§ EXERCISE INSTRUCTIONS
The answer must be every line of the records below that contains the word "away", copied out.

EXTRACTED INFORMATION below:

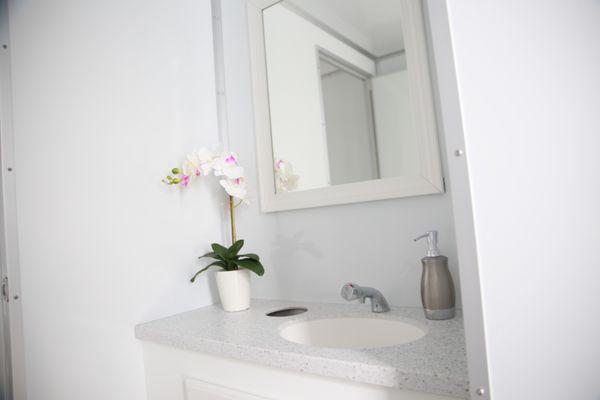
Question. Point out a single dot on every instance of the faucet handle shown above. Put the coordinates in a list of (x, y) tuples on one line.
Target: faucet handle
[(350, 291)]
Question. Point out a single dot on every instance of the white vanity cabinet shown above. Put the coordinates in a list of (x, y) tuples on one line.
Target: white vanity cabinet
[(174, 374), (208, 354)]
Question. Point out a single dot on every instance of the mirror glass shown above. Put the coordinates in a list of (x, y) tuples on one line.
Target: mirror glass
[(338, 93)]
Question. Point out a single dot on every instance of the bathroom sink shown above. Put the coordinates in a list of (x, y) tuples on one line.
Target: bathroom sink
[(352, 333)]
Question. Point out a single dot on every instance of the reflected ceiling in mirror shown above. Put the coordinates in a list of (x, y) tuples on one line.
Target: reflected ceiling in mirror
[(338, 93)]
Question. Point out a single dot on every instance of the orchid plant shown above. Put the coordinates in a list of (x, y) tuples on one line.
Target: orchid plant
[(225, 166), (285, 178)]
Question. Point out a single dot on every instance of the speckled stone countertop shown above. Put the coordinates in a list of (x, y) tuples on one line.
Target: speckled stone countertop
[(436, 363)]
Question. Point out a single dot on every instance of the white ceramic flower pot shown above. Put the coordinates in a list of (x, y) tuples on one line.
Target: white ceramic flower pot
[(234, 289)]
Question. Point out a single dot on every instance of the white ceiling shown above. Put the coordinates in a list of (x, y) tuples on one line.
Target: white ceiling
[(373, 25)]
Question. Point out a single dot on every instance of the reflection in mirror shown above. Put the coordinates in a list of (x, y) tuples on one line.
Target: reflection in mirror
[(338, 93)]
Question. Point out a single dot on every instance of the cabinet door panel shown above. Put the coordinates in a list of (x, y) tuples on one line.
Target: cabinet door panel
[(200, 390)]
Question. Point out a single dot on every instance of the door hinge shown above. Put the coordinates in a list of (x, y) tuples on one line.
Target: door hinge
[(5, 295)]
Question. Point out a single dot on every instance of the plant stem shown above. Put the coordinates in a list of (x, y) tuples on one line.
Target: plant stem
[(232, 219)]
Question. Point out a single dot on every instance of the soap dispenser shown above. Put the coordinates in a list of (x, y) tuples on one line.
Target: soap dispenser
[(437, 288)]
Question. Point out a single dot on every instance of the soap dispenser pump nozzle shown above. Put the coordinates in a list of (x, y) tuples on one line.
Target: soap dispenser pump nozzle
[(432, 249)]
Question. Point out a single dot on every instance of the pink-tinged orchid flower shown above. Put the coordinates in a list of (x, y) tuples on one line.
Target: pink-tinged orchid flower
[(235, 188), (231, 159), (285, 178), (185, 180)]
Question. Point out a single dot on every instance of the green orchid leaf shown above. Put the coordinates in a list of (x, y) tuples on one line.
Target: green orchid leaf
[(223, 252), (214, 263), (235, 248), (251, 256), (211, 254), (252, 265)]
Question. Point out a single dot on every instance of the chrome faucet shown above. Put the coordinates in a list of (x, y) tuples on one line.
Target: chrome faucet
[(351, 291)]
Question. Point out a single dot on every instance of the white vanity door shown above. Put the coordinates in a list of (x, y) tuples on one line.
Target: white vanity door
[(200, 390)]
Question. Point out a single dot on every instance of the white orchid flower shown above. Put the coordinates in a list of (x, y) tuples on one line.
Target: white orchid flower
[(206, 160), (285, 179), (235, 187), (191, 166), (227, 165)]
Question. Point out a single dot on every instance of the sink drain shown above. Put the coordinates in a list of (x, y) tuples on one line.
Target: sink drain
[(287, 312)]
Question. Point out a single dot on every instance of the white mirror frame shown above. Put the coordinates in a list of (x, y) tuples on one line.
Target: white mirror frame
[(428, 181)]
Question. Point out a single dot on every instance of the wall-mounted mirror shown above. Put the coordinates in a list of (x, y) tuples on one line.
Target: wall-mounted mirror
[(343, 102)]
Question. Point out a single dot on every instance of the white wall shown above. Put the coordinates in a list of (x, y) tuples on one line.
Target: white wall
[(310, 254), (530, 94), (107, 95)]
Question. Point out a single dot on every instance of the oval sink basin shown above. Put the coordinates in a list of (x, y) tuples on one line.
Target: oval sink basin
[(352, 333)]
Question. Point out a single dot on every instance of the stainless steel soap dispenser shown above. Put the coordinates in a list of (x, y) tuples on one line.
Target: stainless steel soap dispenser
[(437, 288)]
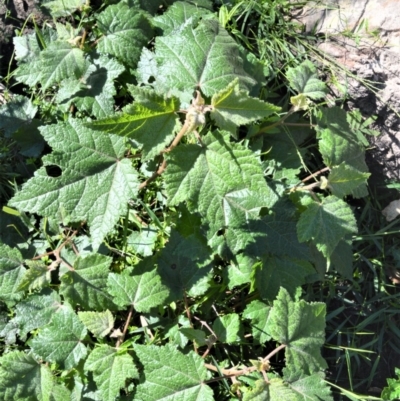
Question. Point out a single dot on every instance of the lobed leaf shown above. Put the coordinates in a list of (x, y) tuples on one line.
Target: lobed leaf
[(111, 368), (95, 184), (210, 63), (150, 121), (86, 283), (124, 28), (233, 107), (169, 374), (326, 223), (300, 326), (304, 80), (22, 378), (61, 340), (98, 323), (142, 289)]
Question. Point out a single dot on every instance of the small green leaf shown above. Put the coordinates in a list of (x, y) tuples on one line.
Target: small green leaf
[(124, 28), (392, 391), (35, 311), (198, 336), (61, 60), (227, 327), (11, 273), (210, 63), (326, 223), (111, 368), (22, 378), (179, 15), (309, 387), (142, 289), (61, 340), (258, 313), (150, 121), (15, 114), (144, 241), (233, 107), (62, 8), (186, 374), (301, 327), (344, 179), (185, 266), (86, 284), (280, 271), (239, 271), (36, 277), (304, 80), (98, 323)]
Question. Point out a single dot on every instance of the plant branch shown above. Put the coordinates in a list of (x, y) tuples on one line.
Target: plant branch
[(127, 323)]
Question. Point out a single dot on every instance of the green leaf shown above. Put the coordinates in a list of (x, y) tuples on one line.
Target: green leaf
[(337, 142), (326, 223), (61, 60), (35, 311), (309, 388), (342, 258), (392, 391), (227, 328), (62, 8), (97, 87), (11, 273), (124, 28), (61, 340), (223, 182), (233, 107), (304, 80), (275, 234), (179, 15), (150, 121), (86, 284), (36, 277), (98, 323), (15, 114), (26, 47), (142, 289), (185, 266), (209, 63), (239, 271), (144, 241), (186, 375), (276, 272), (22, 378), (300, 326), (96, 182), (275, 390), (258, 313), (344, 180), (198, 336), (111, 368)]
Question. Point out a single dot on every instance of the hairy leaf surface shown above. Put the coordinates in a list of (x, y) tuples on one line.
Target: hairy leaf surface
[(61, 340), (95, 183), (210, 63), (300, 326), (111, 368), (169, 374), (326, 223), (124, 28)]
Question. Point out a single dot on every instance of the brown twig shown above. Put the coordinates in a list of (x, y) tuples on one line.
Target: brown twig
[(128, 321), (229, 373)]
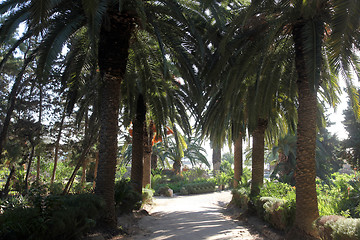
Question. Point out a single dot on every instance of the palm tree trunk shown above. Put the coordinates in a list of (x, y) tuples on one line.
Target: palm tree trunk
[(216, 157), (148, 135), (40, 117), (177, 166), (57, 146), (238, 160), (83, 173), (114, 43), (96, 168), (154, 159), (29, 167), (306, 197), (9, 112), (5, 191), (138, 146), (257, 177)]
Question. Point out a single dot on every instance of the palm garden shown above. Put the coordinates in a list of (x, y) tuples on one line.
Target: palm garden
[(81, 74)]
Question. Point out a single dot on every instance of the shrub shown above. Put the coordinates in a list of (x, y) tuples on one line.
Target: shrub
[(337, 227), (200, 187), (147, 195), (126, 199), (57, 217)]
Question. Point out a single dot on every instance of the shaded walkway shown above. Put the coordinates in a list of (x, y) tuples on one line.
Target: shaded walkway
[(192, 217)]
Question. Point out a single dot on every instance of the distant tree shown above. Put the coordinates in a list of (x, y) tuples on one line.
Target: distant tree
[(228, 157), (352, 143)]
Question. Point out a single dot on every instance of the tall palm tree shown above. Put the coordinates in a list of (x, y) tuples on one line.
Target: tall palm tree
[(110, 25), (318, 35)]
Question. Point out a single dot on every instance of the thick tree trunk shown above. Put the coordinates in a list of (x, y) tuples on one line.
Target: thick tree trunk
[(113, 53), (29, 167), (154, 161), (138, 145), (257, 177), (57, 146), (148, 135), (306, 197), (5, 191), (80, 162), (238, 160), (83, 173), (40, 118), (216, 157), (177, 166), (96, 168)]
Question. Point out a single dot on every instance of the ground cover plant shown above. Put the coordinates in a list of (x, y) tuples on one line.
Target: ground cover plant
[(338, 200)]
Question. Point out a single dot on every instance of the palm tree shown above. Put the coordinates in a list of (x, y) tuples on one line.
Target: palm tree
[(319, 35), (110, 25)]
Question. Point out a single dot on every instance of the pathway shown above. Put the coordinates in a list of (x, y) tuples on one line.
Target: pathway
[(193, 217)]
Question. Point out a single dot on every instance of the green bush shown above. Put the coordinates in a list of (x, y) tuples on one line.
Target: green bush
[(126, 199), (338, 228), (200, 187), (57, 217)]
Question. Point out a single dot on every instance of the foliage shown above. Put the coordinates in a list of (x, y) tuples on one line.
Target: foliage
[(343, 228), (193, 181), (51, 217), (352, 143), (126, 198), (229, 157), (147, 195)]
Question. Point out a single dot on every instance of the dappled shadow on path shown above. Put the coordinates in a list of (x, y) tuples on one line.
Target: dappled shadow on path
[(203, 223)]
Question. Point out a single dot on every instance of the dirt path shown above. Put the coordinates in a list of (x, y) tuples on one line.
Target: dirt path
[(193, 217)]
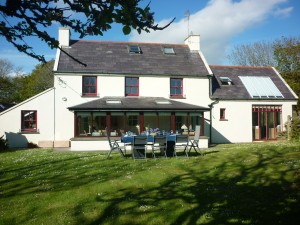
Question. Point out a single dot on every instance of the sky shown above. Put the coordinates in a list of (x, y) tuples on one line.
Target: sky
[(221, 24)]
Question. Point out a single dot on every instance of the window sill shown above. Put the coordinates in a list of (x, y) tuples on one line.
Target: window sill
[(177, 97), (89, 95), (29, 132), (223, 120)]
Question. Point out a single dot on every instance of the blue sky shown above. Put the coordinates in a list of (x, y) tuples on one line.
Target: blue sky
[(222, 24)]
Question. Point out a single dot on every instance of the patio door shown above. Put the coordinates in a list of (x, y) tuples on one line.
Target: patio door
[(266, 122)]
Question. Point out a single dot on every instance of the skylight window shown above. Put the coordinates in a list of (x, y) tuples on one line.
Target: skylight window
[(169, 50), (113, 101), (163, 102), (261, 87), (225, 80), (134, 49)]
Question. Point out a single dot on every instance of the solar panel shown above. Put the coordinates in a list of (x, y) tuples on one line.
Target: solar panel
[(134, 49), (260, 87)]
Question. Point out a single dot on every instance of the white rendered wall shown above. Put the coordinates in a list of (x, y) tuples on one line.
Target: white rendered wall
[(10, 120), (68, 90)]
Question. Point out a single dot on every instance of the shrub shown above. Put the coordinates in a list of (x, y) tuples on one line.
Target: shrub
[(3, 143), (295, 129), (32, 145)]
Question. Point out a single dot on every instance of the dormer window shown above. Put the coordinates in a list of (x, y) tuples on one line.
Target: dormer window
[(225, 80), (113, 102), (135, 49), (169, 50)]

End of EXTRACTED INFORMATION.
EXTRACTED INFORMATION below:

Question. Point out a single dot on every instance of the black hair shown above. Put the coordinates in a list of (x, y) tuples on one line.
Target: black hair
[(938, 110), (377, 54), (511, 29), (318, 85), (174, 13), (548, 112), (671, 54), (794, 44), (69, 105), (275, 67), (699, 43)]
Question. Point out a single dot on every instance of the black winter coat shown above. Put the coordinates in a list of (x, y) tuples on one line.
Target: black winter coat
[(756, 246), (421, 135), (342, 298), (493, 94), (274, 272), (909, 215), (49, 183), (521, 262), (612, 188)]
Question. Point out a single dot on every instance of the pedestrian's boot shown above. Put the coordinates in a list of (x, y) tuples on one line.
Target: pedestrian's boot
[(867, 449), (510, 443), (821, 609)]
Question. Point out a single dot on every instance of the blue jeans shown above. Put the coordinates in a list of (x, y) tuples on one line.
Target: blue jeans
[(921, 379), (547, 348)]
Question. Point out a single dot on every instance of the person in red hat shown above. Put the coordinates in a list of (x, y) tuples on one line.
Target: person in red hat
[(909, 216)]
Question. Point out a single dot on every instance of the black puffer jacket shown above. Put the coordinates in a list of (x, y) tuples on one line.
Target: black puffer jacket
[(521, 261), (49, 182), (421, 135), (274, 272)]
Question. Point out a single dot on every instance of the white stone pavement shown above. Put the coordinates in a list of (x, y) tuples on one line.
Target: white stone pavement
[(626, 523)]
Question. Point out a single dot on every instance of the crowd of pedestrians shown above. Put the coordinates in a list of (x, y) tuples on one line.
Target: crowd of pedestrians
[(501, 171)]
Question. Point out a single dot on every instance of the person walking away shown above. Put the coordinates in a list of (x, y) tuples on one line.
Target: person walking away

End of EXTRACTED INFORMATION.
EXTRACTED INFORMATION below:

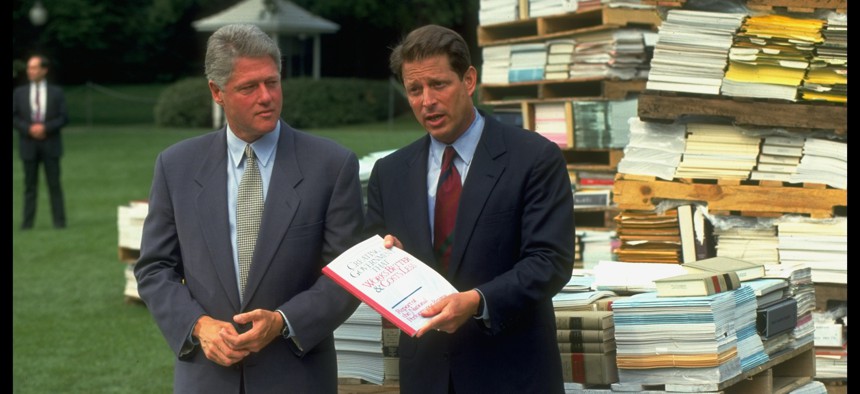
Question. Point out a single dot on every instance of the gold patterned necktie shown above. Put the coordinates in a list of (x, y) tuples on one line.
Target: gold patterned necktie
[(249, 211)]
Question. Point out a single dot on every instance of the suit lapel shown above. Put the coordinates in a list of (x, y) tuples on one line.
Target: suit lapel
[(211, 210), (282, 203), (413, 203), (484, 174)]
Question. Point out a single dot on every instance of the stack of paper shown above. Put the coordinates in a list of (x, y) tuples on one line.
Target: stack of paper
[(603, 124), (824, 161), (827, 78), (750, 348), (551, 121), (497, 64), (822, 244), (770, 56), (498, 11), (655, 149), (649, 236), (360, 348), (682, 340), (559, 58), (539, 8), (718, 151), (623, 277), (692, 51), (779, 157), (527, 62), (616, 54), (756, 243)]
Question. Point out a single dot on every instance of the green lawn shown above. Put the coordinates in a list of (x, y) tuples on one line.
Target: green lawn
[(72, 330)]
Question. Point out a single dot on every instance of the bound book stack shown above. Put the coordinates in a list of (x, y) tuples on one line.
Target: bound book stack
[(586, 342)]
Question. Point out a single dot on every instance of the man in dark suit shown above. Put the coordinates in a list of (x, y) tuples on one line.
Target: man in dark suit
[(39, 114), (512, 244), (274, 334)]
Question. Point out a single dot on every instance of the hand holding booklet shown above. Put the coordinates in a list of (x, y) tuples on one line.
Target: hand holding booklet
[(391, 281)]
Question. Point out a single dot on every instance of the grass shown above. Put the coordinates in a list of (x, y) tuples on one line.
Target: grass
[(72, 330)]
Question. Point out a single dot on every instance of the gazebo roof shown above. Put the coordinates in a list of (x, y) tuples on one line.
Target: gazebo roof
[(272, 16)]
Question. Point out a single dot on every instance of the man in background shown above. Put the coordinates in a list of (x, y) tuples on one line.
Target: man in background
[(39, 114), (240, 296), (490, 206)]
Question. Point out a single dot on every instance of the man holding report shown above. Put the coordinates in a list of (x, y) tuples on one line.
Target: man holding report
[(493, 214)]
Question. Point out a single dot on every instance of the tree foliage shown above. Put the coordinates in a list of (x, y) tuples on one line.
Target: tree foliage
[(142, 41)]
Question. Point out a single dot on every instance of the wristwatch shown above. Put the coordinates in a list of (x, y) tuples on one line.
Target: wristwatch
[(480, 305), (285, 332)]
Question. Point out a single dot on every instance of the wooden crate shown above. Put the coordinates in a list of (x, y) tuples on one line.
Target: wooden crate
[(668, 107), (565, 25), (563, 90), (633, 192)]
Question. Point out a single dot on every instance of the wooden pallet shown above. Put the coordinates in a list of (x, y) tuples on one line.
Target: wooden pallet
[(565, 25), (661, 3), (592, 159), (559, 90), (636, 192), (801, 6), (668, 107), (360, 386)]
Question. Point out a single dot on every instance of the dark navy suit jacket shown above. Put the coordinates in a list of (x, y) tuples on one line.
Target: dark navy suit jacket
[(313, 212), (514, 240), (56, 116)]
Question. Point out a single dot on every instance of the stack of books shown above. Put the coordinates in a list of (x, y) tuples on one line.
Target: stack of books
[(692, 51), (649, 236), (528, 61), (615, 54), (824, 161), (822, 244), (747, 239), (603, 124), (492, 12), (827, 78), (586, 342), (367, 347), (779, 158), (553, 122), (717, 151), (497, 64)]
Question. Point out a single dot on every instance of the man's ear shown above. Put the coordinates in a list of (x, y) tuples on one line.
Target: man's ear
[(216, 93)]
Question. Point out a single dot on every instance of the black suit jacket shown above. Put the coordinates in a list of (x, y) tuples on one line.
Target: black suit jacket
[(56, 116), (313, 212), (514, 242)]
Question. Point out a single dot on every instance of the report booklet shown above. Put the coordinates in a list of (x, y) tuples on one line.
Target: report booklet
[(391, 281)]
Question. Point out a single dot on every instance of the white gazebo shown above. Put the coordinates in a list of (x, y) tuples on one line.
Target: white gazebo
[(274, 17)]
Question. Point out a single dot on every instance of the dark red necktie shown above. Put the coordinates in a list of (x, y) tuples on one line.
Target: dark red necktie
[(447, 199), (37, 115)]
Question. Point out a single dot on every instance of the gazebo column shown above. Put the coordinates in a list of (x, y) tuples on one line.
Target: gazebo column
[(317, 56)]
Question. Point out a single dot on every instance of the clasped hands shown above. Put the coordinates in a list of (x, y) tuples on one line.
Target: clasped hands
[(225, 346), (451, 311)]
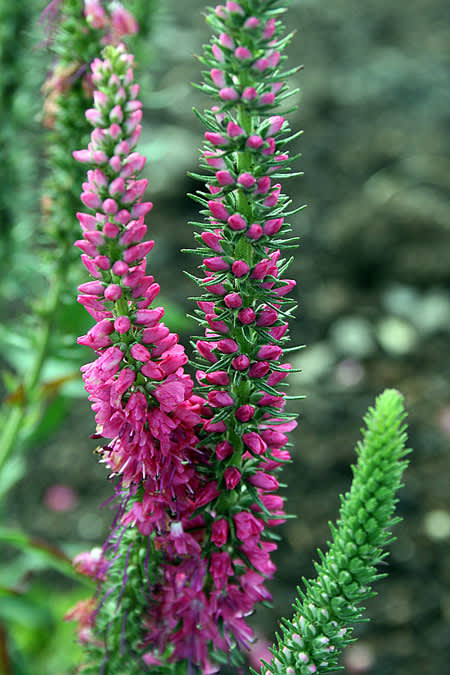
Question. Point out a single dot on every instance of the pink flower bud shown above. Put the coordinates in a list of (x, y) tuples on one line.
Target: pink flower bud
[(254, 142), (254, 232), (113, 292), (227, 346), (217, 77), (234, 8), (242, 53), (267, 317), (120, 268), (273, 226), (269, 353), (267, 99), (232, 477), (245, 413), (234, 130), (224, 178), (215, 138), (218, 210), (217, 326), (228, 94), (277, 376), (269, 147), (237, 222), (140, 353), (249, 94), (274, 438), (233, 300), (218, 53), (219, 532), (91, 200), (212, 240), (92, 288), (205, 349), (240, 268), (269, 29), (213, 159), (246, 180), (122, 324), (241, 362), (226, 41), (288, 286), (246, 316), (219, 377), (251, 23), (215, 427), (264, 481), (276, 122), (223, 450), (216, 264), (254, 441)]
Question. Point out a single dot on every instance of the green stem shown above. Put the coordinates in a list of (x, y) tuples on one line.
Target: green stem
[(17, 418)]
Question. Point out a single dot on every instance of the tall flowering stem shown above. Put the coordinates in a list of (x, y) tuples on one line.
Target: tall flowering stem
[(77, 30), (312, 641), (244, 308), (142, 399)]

End of EXTRACTED INFORMATION.

§ TASK RESPONSE
Question. Point out a single dot on every instance of the person walking away shown above. Put the coordinates in a list of (x, y) tuples on one line.
Target: person walking away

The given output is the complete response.